Hello,
I have a question regarding the read count. After the sequencing, i found that i have 513k reads that were passed. But when i align (minimap2) and check how much reads i have in my bam file using Samtools, i found myself with 1.7M reads. After that i was looking for the mapped reads only and i have 280k. Than when i use featureCount to quantify and count my reads, it tells me that i have 1.7M reads, but assign only 268k reads. Can you help me please ?
Another thing : I was also wondering how to quantify rRNAs in my sequencing using featureCount. I tried to retrieve all rRNAs feature in the count file generated by featureCount, but the number of reads aligning to the rRNAs is greater than the reads assigned by featureCount.
Thank you very much for your help!!
You likely have secondary/supplementary alignments since you have long read data. So that is likely reason for the number discrepancy.
Can you clarify what are you mapping against? Whole genome?
Yes the whole genome
You are sure your genome has the rDNA repeat in it? This is one of the part of genome that is not completely placed since individuals have between 300-500 copies on different chromosomes.
While it is not recommended to use a reduced reference, if you want to identify reads that map to human rDNA repeat you could use this sequence: how can i download human ribosomal reference ?
Any reason you are not using pipelines like this one from ONT?

**Recorded information**
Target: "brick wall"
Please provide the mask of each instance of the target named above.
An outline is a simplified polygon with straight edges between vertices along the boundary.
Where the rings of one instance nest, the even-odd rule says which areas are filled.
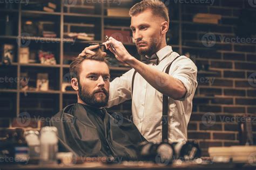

**Your task**
Reproduce, word for word, the part of the forum thread on read counts that opens with the words containing "You likely have" and closes with "against? Whole genome?". The listing is unrelated to the forum thread on read counts.

**Result for this task**
You likely have secondary/supplementary alignments since you have long read data. So that is likely reason for the number discrepancy.
Can you clarify what are you mapping against? Whole genome?